** Passage given **
- - - - - - -
Day 118: Fossil Fuel Dependencies and Imperial Posturing Flare as IRGC Rejects Shipping Alternatives
As the US elite meets with autocratic Gulf monarchs, the working class continues to bear the ecological and economic burdens of an endless geopolitical resource struggle.

The conflict surrounding Iran has reached its 118th day, offering another stark reminder of how global capital and militarism exploit vital resources at the expense of human lives. In the latest escalation, Iran's Revolutionary Guard (IRGC) has issued a stern warning against the implementation of alternative shipping routes designed to bypass the Strait of Hormuz. Meanwhile, top U.S. diplomat Rubio is jetting off to meet with the undemocratic rulers of the Gulf Cooperation Council (GCC), continuing a long tradition of Western imperial intervention designed to secure corporate profits and fossil fuel hegemony.
The Strait of Hormuz is not merely a geographic coordinate; it is a vital artery for the global capitalist economy, funneling millions of barrels of oil daily to fuel industrial exploitation. The IRGC's resistance to alternative routes highlights how nationalist military factions use critical ecological and trade choke points as leverage in geopolitical chess matches. Rather than seeking cooperative, demilitarized solutions for global transit, regional actors continue to rely on threats of blockade and economic disruption.
- - - - - - -
** Task set **
a - In the article about the Strait of Hormuz, what has Iran's Revolutionary Guard warned against?
b - Extend the article about the Strait of Hormuz, picking up after its final sentence.

[Entries from a pointing dataset]
- - - - - - -
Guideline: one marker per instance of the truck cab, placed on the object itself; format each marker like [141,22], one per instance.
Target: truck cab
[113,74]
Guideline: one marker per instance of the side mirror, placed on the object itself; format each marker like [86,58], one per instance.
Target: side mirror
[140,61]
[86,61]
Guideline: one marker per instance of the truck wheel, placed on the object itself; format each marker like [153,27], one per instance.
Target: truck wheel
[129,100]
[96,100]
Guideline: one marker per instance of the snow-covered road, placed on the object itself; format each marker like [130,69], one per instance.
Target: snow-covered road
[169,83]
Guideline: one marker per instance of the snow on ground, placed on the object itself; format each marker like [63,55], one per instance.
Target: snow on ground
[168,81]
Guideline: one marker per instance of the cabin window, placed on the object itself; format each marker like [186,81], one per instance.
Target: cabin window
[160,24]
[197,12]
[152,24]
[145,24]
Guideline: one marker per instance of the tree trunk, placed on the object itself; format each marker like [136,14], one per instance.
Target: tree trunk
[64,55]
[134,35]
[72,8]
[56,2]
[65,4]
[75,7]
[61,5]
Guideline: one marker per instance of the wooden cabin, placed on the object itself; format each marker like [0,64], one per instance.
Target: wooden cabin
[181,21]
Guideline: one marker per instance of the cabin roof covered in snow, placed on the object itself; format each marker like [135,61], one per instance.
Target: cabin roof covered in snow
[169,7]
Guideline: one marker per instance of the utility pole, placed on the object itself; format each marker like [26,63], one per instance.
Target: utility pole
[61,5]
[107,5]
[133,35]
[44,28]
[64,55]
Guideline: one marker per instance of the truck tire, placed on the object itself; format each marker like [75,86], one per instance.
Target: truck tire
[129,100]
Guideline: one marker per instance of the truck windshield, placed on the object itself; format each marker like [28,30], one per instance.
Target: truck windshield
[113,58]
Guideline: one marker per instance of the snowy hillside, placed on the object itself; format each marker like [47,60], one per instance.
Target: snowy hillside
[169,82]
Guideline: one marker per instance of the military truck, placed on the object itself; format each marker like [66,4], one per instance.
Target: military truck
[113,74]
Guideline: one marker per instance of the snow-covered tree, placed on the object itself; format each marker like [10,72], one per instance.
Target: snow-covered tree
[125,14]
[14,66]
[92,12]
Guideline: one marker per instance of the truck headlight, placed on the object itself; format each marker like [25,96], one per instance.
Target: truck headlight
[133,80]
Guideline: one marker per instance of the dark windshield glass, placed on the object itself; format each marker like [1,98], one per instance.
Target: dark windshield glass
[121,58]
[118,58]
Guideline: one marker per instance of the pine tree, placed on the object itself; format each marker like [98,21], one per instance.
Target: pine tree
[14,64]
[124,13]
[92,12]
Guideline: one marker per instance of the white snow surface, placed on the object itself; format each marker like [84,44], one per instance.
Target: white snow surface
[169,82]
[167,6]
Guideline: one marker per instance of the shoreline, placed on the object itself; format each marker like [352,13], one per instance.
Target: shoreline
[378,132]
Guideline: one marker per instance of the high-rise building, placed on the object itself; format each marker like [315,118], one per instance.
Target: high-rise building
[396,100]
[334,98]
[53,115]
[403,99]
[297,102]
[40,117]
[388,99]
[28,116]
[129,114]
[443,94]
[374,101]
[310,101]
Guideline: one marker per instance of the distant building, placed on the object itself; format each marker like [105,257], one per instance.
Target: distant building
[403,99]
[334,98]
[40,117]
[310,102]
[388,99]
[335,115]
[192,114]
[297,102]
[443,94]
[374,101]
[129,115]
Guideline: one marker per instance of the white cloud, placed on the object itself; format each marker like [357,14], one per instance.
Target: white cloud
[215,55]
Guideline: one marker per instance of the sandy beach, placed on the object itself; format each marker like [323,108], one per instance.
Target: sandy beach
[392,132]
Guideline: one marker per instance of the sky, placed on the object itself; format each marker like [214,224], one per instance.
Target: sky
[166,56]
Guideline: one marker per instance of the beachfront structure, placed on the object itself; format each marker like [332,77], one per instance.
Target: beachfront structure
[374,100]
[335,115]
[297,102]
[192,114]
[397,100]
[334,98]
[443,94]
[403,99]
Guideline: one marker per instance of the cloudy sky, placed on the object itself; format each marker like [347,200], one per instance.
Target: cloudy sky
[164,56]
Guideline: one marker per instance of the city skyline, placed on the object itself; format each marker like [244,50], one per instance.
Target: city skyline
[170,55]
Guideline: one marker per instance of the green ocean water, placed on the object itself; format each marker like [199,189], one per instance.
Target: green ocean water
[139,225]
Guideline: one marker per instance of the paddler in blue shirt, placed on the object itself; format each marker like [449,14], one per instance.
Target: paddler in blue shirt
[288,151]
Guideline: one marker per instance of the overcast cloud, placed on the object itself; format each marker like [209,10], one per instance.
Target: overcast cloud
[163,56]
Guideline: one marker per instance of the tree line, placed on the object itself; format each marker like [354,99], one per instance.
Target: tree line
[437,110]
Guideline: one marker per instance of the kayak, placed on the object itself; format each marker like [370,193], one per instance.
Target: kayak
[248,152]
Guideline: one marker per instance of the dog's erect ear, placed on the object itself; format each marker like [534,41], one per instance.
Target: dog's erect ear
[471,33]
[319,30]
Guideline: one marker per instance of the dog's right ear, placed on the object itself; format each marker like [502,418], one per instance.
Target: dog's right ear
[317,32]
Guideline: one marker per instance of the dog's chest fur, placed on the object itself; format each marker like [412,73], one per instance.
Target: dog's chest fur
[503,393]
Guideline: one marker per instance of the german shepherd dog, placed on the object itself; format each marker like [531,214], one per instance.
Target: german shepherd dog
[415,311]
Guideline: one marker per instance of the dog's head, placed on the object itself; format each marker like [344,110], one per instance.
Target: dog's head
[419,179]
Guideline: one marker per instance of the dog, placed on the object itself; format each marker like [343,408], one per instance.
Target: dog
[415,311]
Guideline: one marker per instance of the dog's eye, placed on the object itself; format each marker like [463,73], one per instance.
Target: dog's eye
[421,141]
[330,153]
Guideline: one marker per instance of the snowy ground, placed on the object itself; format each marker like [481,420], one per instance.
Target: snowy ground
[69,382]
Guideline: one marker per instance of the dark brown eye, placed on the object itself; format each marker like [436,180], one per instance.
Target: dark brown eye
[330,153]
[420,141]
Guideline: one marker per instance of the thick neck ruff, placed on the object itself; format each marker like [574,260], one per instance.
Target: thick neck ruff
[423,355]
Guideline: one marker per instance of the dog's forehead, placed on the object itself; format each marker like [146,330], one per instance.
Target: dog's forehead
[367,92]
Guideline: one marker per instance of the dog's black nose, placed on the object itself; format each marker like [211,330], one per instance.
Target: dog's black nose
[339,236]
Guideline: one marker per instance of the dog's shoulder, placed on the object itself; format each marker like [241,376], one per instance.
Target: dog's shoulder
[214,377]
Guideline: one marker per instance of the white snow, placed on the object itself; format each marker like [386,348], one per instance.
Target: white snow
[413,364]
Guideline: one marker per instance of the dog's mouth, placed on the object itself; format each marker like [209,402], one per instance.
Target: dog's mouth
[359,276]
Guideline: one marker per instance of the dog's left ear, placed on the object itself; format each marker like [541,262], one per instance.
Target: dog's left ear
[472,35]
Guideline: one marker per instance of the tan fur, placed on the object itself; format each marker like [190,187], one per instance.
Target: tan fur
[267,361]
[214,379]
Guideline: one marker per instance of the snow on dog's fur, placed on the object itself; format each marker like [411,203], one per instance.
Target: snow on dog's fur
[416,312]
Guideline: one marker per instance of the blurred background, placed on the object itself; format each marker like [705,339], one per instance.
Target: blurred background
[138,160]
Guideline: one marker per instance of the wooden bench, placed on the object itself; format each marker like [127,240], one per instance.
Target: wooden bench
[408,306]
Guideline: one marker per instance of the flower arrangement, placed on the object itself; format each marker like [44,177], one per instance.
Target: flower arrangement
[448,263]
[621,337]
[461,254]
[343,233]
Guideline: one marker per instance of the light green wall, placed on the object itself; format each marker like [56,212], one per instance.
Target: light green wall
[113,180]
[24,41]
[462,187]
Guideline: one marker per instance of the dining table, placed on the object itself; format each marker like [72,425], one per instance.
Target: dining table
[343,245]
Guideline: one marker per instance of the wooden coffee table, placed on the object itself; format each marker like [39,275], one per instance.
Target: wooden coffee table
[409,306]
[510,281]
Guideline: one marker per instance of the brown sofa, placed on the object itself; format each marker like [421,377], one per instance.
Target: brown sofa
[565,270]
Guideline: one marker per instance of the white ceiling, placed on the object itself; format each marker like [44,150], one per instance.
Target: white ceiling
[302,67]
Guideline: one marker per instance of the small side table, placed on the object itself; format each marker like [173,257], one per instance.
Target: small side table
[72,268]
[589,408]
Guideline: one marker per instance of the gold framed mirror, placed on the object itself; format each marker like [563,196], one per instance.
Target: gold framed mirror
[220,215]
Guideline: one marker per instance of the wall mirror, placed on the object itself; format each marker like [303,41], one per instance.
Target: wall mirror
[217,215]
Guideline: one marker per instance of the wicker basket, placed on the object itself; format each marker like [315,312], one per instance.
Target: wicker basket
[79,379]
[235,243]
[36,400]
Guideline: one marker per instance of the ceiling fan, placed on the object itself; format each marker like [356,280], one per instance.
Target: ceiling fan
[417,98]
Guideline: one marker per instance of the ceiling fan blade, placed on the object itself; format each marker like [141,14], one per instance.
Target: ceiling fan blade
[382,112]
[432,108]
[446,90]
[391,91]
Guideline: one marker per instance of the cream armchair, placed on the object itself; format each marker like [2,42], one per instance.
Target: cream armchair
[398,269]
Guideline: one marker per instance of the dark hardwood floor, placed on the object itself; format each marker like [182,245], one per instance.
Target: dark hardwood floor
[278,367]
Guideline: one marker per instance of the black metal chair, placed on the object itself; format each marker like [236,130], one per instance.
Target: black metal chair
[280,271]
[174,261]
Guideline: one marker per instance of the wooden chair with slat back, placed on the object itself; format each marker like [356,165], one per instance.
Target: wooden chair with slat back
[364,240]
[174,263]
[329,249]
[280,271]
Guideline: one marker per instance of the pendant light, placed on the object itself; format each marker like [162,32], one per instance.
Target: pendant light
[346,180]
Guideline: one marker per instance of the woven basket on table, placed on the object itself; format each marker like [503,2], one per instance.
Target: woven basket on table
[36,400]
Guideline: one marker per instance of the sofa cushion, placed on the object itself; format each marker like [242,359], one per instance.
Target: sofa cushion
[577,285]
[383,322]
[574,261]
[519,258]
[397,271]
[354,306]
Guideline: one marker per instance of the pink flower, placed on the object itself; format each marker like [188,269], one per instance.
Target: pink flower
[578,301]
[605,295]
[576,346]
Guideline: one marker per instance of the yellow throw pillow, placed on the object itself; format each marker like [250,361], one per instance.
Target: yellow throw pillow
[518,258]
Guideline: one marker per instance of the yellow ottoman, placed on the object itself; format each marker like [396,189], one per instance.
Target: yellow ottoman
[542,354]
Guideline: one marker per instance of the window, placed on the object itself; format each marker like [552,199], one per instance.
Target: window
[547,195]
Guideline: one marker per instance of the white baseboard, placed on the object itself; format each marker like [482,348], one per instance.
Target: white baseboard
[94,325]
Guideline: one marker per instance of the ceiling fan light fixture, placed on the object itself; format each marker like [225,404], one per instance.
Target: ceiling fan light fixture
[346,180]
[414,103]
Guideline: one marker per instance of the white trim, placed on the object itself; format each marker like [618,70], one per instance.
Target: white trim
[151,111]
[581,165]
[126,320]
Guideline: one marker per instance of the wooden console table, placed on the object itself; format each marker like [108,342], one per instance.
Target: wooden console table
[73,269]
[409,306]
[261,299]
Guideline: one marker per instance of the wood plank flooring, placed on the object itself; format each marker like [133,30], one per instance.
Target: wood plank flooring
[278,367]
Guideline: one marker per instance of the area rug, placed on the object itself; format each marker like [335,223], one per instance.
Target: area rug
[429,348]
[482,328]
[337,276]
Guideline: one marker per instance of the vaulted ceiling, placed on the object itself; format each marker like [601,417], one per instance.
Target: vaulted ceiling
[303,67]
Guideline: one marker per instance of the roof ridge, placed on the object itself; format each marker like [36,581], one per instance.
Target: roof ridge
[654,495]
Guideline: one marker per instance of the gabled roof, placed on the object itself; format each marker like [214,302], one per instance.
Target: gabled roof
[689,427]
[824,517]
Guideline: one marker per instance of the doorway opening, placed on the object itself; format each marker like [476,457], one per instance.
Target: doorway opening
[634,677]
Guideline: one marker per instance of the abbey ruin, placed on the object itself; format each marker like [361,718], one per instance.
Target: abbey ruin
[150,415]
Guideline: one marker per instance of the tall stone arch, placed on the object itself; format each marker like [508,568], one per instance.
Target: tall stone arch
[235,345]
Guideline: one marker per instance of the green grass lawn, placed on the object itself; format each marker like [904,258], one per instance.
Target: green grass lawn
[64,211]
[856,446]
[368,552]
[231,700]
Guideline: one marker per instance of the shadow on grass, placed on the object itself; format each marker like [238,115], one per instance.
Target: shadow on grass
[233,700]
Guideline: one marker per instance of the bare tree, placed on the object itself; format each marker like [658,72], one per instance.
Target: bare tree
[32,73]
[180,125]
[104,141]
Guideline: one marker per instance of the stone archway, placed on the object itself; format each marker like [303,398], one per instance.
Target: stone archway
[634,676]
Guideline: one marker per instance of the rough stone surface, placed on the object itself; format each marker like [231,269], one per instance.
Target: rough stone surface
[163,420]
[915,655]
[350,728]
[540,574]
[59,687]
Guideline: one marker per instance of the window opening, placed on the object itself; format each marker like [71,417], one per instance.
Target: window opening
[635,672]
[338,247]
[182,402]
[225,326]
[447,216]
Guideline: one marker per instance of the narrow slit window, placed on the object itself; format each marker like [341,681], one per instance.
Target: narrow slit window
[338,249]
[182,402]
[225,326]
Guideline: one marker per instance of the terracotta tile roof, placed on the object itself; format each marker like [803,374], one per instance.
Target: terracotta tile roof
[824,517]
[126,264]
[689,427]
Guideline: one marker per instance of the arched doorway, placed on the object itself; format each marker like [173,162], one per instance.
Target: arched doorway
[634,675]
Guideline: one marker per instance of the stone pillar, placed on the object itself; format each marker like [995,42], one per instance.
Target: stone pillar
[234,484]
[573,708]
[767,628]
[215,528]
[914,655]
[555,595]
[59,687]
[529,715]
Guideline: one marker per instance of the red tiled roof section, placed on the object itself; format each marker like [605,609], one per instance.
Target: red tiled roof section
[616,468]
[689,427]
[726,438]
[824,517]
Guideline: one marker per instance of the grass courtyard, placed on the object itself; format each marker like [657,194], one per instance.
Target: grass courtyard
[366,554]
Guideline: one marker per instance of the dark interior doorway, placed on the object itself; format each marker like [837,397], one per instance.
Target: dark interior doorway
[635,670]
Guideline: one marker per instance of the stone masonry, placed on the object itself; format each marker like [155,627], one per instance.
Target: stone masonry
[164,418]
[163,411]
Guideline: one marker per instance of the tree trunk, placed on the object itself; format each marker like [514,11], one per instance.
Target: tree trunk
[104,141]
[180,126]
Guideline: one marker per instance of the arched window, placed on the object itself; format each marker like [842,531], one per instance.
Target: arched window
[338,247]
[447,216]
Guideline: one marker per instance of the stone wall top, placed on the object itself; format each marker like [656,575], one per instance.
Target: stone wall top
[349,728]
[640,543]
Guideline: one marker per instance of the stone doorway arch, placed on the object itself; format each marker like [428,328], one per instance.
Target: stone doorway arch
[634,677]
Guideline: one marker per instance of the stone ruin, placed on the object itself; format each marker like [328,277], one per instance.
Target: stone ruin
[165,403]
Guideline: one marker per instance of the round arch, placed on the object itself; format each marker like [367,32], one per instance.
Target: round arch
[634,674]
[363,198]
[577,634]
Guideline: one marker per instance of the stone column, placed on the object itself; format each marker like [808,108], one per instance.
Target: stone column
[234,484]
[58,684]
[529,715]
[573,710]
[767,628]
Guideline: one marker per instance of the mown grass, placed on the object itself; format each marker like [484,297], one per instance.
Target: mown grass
- - - - - - -
** Exercise answers **
a - It has warned against the implementation of alternative shipping routes designed to bypass the Strait of Hormuz.

b -
On the other side of this conflict, the United States' diplomatic mission, spearheaded by Rubio, represents the continued prioritization of corporate energy security over genuine regional stability. By coordinating closely with the oil-rich regimes of the GCC—states with deeply troubling records on labor rights and civil liberties—the U.S. government reinforces an autocratic status quo in the Middle East. These high-level meetings serve to protect the interests of Western multinational energy conglomerates rather than addressing the systemic inequalities affecting the working-class populations of the region.
Historically, Western intervention in the Persian Gulf has consistently prioritized resource extraction over human rights. From the 1953 coup in Iran to decades of arms sales to Gulf monarchies, foreign policy decisions have been driven by a desire to control the flow of oil. This 118-day-old war is the logical continuation of a century-old struggle for imperial dominance, where the lives of ordinary citizens are treated as collateral damage in the pursuit of resource control.
Moreover, the insistence on maintaining and protecting massive fossil fuel shipping lanes ignores the looming global climate crisis. The infrastructure of the Strait of Hormuz, and the alternative pipelines proposed to bypass it, represent a commitment to an outdated and destructive energy paradigm. True security will not be achieved through naval deployments or diplomatic pacts with absolute monarchs, but through a rapid transition away from fossil fuel dependence and toward demilitarized, sustainable international relations.
As working people globally face rising inflation, energy poverty, and the threat of military conscription, the political elites in Washington, Tehran, and Riyadh remain insulated from the consequences of their posturing. The IRGC's militarized warnings and the U.S. diplomatic maneuvers do nothing to resolve the underlying systemic crises of inequality and environmental degradation.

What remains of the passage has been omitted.